* **SUPPLIED RECORDS**
:::::

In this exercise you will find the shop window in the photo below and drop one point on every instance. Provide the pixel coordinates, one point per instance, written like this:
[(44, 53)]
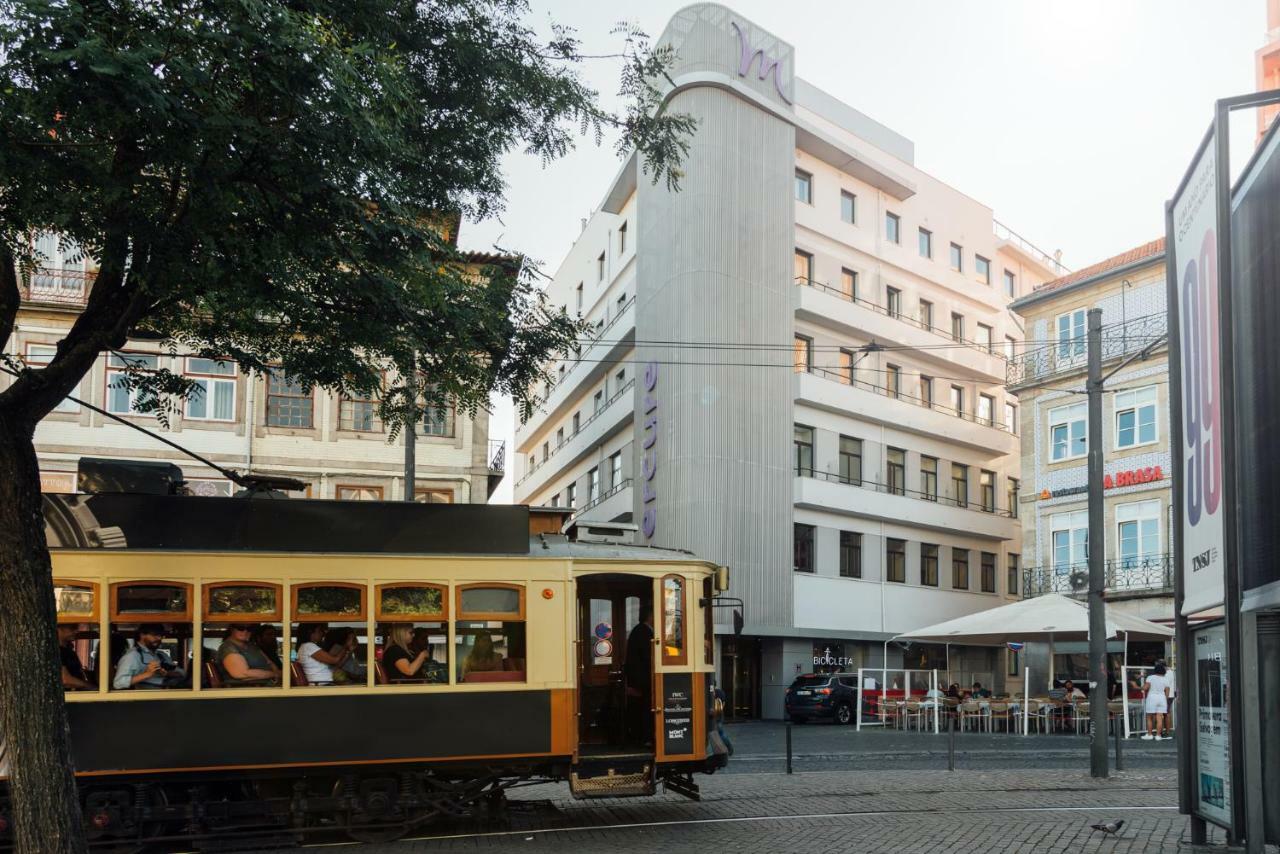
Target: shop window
[(489, 634)]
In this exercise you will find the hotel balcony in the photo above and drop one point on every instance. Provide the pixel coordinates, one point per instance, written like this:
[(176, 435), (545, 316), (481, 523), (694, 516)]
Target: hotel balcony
[(1128, 576), (833, 307), (828, 492), (837, 392), (612, 416)]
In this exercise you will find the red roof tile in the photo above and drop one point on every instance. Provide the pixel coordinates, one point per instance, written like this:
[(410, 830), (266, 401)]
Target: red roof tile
[(1137, 254)]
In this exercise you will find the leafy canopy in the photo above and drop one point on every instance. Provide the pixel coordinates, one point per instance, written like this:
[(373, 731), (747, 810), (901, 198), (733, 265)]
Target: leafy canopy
[(265, 181)]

:::::

* **PROBLEM DETAILS**
Only the lines from the one holding "In this exercise you will find the red" through the end of the listing should be given again, exactly and with both ends included.

* **REPLY TO THE EXERCISE**
In this exercise you will find the red roof tile in the photo above and drop one point on every instance. Provide the pixel coordinates, one point per instance, written like this:
[(410, 830), (266, 401)]
Target: red roof tile
[(1137, 254)]
In this exercise you will find the leafy canopy in the photo above and drop one point on every instance. Provide the pixel coordinates, one point per instance, written like this:
[(373, 731), (747, 810), (901, 198), (733, 265)]
Target: leafy canopy
[(265, 181)]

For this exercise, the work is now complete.